Exercise text:
Steam-roller majorities helped Indira, and later Rajiv Gandhi, push through their conservationist impulses. But it is worth noting that even their opponents, like the Janata Party government that came to power in 1977, did not undo their work. No less a person than Babu Jagjivan Ram, Indira’s ally-turned-opponent, inaugurated the International Symposium on the Tiger held in the capital in 1978. Morarji Desai put an end to the export of monkeys, two million of which had been sent off for laboratory tests in the US.
Thanks to this continuity of vision, as we entered the new millennium, close to five per cent of the land and waterscape had been set aside as sanctuary or park. Given that one in two children are malnourished, it requires great vision to set any land or water body aside. But conservation is not merely about denial; it’s about discovering a balance. Nowhere was this more starkly evident than in the case of Silent Valley, still a cause celebre for those who see big dams denuding forests as anathema. Yet here, the Union government was cautious. The project was reviewed and rejected and the energy and irrigation water it promised to north Kerala were obtained via wiser, better means.
Does any of this matter to the India of 2009? At first glance, it does not. This is a different place—the polity is more fragmented, the country much richer. Since the 1980s, we have bucked the infamous Hindu rate of growth. Yet, the experiences of the past do matter, and more than a bit, as we try to combine growth with ecological sanity in the new century.

Referring expression data:

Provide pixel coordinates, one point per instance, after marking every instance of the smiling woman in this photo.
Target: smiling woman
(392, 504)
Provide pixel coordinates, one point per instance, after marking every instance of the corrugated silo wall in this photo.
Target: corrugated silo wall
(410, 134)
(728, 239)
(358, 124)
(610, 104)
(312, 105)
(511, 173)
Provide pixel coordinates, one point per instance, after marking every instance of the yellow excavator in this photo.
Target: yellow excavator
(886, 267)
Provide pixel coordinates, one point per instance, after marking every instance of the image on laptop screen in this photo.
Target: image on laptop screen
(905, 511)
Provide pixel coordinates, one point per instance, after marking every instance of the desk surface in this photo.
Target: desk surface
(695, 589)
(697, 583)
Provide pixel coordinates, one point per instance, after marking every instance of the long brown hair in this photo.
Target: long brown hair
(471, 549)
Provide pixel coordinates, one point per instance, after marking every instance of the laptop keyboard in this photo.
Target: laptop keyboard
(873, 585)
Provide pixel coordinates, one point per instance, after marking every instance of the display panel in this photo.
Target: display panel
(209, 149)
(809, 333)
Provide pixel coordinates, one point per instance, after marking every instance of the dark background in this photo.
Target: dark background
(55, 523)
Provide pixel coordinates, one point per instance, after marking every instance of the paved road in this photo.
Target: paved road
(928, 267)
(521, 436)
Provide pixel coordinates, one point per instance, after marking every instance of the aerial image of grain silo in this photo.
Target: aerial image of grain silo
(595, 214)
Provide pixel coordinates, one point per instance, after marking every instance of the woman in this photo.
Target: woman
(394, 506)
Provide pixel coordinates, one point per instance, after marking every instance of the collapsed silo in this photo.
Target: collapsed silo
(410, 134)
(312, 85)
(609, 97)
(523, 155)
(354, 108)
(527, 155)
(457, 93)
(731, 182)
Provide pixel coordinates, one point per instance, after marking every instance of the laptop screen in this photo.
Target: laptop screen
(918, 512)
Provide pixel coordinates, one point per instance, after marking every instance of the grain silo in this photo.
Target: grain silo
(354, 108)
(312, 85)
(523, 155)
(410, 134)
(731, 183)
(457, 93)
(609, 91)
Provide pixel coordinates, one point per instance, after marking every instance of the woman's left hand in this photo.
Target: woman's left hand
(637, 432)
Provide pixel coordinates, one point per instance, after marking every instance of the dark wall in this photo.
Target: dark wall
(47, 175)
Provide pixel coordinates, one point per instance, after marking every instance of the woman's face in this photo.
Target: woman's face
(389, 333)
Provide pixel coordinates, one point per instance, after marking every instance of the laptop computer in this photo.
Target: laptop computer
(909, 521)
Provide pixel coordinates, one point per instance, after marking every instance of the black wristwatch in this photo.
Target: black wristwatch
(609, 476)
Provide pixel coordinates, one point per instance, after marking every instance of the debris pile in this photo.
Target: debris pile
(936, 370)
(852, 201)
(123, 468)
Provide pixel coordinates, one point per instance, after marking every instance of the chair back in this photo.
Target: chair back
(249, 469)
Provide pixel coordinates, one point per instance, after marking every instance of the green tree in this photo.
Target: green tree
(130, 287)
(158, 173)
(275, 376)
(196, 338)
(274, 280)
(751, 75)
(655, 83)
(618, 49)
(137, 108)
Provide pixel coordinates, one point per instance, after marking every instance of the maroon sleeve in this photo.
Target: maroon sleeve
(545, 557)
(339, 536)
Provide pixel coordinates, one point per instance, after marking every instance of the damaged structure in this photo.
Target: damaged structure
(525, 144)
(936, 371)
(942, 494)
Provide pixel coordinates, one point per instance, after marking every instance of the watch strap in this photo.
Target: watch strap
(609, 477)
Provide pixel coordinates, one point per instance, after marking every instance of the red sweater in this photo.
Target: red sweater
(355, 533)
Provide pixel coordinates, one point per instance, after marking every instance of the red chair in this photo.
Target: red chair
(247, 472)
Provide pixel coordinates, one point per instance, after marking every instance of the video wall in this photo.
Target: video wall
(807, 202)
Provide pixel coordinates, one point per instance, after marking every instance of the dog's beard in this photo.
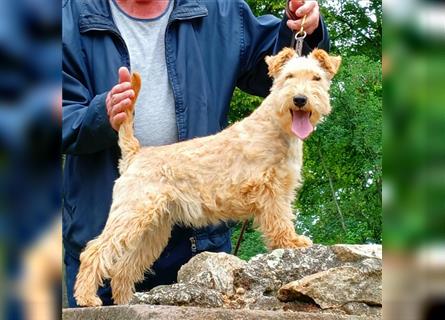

Actions to take:
1) Give again, word for word, the part of the piece on India's conservation record that begins at the words "Thanks to this" and stops after "wiser, better means.".
2) Proceed with the piece on India's conservation record, picking up after its final sentence.

Replies:
1)
Thanks to this continuity of vision, as we entered the new millennium, close to five per cent of the land and waterscape had been set aside as sanctuary or park. Given that one in two children are malnourished, it requires great vision to set any land or water body aside. But conservation is not merely about denial; it’s about discovering a balance. Nowhere was this more starkly evident than in the case of Silent Valley, still a cause celebre for those who see big dams denuding forests as anathema. Yet here, the Union government was cautious. The project was reviewed and rejected and the energy and irrigation water it promised to north Kerala were obtained via wiser, better means.

2)
The vast majority of a billion-plus Indians see industry and urbanism as better than what it replaces. But there is little doubt that the costs of achieving this are not shared equally. Not only will a genetic storehouse of great variety go to seed before it has even been studied, let alone tapped, this process can also imperil existing livelihoods of those directly reliant on the wealth of the land.
In dealing with the dilemmas and choices of the future, the approach of the preservation era of the 1960-70s will have to be transcended rather than simply celebrated. That approach was marked by an over-reliance on bureaucracy and often a throttling of science. Though India was the scene of pioneering research on the deer and the tiger by George Schaller, as early as 1964-67, science later came to be shut out by the bureaucracy.
Centralism has to give way to more power downwards to states and then to local communities. An alliance has to be forged between science, community and citizen. In that context, environment minister Jairam Ramesh’s recent admission in Parliament that previous tiger estimates were unsound and the best in science was yet to be pressed into service came not a day too soon.
A host of other initiatives show a society capable of safeguarding nature, despite widespread depredation and abuse. For instance, the Mysore-based Nature Conservation Foundation has done a commendable job of restoring the forests in abandoned tea estates in southern Tamil Nadu. Wildlife First!, another voluntary group, has worked to stop iron ore mines in a Karnataka reserve that destroyed the livelihood of farmers downstream. In Assam, scientists work with tea planters and the Durrel Wildlife Trust to breed and reintroduce a small member of the pig family, the imperilled pygmy hog. Across Orissa, village forest protection committees have enabled renewal of forest cover while forestalling mining.
Celebrating India’s ecological diversity also calls for knowing where to go next. Plurality calls for synthesis of different approaches. Only then will the next 60 years avoid the blunders of the past and ensure a better future.
(The author, a professor of history at the University of Delhi, is an environmental historian.)